━━━ SELECTED PASSAGE
As there is some pressure on deprecating CVS, I'm going to give my
end-user perspective feedback.

My beard isn't too long, as my first VCS was Subversion. Later I used:
fossil, mercurial and git. Back in 2013/2014 I disliked CVS because I
believed that it's obscure and dead, so it's lost of time to master it.

I'm just going to give some points that matter to me and only to me.

CVS:
+ best for low bandwidth or fragile connections, actions are "resumable"
+ enforces CI flow (merge and commit)
+ reduces messing with renaming etc (partly in pros and cons)
- no full repo & history locally
- after renaming file (delete and create in new place) no history
preserved

GIT:
+ great for development in general
+ full repo and history locally
+ powerful rebase (rewrite history)
+ cherry-picking between clones
- bad option in a low-bandwidth and fragile connection environment
- very slow operations (diff, status, log...) in larger repositories
- memory eater

With git I was unable to push NetBSD full sources and pkgsrc
(without history, just plain CVS checkout) to GitHub due to timeout or
connection dying. My walk-around was to partition sources and use
submodules.. it's extra burden to maintain that and it introduces
problems with file renames known from CVS.

With git I was too inpatient to work with full NetBSD sources in one
git repo (my hardware was stronger amd64 platform)...

HG:
It mostly shares pros and cons of git, plus there is one extra
deficit: Python non-portable dependency, making some of our ports
not self-contained.
━━━━━━
| INSTRUCTION 1 |
In the version control post, rewrite the paragraph beginning "With git I was unable to push" as a short list that keeps its main facts.
| INSTRUCTION 2 |
Answer these from the version control post:
(a) What was the writer's first version control system?
(b) Which system does the post call best for low bandwidth or fragile connections?
(c) What extra drawback does HG have beyond those it shares with git?
| INSTRUCTION 3 |
Continue the version control post from its last sentence.
━━━ STORED DATA
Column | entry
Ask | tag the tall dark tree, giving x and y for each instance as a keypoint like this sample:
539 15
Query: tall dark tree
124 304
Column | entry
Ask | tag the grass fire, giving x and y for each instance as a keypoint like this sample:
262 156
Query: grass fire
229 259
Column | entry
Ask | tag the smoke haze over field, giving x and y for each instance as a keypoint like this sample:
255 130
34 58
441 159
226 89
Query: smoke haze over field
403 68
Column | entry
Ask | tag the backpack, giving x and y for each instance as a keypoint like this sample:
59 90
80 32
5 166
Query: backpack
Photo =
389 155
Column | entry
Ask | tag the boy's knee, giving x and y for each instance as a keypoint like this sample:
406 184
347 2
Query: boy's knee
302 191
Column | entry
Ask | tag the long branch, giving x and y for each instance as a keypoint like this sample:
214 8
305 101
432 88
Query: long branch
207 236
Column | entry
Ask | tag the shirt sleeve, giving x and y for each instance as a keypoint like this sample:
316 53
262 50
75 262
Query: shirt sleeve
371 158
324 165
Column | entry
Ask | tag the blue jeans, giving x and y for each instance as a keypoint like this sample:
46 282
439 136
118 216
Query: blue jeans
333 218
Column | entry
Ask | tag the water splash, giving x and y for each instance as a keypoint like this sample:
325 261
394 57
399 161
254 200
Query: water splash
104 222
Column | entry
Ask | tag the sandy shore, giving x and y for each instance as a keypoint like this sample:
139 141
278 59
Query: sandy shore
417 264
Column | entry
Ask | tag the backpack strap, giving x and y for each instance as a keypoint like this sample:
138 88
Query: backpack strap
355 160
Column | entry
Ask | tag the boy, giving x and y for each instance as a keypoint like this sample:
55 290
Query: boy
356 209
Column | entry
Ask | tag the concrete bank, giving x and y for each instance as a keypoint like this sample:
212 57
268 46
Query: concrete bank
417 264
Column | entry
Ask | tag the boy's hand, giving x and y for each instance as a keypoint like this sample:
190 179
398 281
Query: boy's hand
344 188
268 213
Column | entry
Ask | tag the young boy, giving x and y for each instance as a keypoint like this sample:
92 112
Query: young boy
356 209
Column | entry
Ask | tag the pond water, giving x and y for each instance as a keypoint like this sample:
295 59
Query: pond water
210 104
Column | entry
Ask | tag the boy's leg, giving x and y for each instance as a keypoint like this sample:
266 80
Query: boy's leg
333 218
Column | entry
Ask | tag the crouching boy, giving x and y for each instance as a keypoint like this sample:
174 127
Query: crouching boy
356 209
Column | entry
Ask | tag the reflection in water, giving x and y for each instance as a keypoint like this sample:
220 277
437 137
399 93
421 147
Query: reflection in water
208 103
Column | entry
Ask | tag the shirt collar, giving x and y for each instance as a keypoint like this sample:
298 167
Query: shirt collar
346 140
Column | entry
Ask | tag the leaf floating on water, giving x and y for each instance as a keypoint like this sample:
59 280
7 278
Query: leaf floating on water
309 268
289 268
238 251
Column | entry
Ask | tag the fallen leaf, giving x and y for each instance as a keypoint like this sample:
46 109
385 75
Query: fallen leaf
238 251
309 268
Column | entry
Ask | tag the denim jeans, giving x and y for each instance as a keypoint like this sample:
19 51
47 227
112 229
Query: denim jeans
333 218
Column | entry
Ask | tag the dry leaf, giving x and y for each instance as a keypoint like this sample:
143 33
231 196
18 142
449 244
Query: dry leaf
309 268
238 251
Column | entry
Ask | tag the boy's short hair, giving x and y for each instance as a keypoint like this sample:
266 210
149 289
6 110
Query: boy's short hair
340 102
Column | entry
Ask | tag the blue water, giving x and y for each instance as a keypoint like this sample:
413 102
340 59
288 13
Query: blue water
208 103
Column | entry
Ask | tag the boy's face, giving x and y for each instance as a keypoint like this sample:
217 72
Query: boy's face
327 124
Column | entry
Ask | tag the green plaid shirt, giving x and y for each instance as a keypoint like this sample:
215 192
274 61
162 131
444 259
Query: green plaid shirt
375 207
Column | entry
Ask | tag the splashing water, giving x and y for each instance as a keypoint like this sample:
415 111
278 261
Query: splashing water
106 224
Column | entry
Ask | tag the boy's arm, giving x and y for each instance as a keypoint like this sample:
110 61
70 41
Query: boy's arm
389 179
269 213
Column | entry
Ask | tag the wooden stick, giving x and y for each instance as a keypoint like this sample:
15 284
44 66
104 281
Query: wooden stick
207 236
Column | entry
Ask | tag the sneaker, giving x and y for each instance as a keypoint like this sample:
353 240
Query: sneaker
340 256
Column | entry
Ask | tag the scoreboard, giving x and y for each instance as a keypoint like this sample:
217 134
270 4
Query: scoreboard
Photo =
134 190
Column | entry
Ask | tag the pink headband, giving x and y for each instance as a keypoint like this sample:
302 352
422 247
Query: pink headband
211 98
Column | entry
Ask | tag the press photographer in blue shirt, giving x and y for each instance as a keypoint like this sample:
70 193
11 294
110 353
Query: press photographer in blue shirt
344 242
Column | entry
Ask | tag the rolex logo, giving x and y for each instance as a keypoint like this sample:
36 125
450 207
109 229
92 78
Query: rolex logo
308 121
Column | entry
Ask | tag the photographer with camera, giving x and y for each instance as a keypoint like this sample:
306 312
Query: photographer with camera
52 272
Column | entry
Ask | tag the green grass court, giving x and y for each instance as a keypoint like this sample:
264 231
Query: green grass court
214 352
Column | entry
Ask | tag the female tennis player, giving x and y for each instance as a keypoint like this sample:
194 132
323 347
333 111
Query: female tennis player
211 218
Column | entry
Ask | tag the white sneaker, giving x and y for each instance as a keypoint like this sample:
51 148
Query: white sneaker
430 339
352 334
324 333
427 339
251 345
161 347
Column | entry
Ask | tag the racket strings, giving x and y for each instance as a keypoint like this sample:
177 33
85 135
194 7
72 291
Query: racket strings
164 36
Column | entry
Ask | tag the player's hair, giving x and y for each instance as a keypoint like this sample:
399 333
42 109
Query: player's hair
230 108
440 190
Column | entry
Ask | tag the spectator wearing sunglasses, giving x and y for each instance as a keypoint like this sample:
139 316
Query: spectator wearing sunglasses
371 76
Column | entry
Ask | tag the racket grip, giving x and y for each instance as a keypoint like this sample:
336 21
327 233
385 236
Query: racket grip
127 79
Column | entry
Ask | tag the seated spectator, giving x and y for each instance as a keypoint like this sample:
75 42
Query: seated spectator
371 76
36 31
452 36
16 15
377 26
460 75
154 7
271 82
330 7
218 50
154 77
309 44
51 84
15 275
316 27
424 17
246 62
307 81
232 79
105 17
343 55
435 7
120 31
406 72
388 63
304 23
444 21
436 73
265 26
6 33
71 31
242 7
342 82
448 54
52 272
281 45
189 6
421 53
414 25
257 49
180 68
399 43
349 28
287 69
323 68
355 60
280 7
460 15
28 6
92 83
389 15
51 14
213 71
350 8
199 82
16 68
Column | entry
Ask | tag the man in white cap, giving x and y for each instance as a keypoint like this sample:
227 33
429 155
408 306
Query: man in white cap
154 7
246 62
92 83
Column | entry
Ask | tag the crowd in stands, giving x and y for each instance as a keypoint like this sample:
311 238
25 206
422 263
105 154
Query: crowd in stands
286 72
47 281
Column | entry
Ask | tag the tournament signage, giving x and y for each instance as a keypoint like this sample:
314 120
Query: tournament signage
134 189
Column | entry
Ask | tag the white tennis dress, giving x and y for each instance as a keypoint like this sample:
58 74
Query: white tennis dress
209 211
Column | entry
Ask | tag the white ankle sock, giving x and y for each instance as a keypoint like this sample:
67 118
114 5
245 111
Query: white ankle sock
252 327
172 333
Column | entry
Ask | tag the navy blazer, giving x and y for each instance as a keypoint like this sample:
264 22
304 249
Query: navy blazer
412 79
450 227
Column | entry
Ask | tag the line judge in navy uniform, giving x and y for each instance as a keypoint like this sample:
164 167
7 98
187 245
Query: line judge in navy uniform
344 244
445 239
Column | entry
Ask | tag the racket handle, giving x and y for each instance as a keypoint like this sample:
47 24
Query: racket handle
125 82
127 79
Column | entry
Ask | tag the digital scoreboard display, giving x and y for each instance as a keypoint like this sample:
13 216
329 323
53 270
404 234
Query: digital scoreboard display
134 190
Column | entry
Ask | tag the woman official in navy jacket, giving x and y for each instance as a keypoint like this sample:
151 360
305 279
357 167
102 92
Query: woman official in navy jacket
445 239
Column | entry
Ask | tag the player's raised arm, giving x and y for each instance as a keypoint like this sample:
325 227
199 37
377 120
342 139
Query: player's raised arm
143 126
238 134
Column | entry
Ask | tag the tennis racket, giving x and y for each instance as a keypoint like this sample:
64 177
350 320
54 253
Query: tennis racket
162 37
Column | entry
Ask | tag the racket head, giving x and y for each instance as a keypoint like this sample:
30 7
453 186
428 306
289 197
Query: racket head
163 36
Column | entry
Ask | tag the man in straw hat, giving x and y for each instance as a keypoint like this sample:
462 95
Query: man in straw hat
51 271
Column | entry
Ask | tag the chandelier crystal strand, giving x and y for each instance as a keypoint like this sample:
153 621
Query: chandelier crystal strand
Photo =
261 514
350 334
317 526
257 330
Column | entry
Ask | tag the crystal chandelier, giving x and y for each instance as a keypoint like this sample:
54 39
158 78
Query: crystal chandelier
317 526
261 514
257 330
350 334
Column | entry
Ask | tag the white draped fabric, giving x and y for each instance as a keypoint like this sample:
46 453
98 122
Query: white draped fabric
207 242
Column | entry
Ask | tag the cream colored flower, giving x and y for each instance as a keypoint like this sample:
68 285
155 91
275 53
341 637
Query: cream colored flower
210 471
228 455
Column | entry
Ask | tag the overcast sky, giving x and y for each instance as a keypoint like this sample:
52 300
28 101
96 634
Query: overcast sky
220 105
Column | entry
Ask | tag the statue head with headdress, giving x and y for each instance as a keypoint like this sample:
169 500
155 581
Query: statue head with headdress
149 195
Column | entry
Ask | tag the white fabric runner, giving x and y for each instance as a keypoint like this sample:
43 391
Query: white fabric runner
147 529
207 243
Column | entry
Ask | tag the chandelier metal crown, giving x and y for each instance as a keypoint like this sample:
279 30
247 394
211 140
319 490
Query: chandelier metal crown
━━━━━━
| EXPECTED OUTPUT 1 |
- Pushing the full NetBSD sources and pkgsrc to GitHub with git failed because of timeouts or dropped connections.
- This was a plain CVS checkout, without history.
- The fix was to split the sources into parts and use submodules.
- That adds extra upkeep.
- It also brings back the file-rename problems known from CVS.

| EXPECTED OUTPUT 2 |
(a) Subversion.
(b) CVS.
(c) A non-portable Python dependency, which makes some of their ports not self-contained.

| EXPECTED OUTPUT 3 |
FOSSIL:
It tries to do everything, but in annoyingly little extent.
Fossil also enforces ideas of Version Control of the authors,
not applicable in all projects (most notably no history rewrite).

The backed of sqlite as being pointed in the threads isn't promising
for large projects.

SVN:
Similar to CVS. Better for history browsing, worse for fragile
networks.

To summarize it, I'm in favor of preserving CVS in the back-end storage
and maintain official cvs->git mirror for developers.

When renaming files in CVS, I'm for not "fixing" the back-end, but to
just delete a file and recreate in a new place, DVCS will take care of
tracking the history.

FreeBSD does something similar tracking SVN with
https://github.com/freebsd/freebsd

There is an unofficial mirror of the NetBSD sources at
https://github.com/jsonn/src unfortunately few days behind CVS.
The mirror of FreeBSD is up to date and used for some of their
official projects, developed primary in git.

Moving to git won't give us auto-magically more users or developers,
EdgeBSD and Bitrig, both forked hoping for git development don't have
many new devs who came for DVCS hacking.